-- Start of GIVEN DATA --

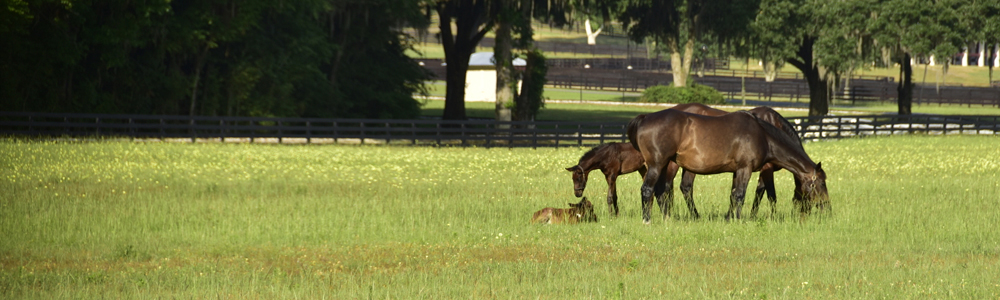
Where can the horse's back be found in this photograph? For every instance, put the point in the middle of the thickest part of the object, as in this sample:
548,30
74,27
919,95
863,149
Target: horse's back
699,109
703,144
770,116
549,215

-- End of GIVEN DATA --

= WHAT THIS TASK INVOLVES =
Reproduce the listing above verbatim, omitting the pictures.

= FINAL ANSWER =
Where can the horse's back be found in this photograph? For every instance, put the point in the middle of the thickest part of the object, as in this sample:
548,30
74,27
919,95
863,149
Target: horse's back
699,109
703,144
770,116
549,215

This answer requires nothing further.